[MATERIAL PROVIDED]
--------------------------------
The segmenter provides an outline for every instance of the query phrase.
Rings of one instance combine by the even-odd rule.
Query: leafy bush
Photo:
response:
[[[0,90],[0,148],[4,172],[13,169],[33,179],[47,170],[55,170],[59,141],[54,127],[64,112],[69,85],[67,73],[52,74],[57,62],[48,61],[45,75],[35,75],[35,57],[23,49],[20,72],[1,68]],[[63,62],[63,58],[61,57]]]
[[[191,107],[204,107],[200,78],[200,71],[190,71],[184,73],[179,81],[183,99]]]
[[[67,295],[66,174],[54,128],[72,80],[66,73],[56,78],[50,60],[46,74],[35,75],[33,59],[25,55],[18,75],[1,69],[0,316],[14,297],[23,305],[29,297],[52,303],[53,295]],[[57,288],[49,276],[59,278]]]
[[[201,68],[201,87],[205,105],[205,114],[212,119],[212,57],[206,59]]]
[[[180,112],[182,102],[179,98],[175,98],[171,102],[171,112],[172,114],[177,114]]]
--------------------------------
[EXERCISE REQUIREMENTS]
Reproduce the rows above, substituting "green shrub" for "leafy bush" and leaving everything else unchanged.

[CORRECT RESULT]
The segmenter provides an outline for every instance of the query phrase.
Rings of one instance combine by the even-odd rule.
Query: green shrub
Photo:
response:
[[[0,90],[0,148],[4,172],[13,169],[33,179],[47,170],[55,170],[59,141],[54,127],[64,112],[69,85],[67,73],[52,74],[57,62],[48,61],[45,75],[35,75],[35,57],[23,49],[20,72],[1,68]],[[63,62],[63,58],[61,57]]]
[[[191,107],[204,107],[200,78],[200,71],[190,71],[184,73],[179,81],[183,99]]]
[[[67,295],[66,174],[54,128],[72,80],[66,73],[56,78],[50,60],[46,74],[35,75],[33,59],[25,55],[18,75],[1,69],[0,316],[14,297],[23,305],[29,297],[52,303],[53,295]],[[57,288],[49,276],[59,278]]]
[[[201,68],[201,87],[205,105],[205,114],[212,119],[212,57],[206,59]]]
[[[180,112],[182,102],[179,98],[175,98],[171,102],[171,112],[172,114],[177,114]]]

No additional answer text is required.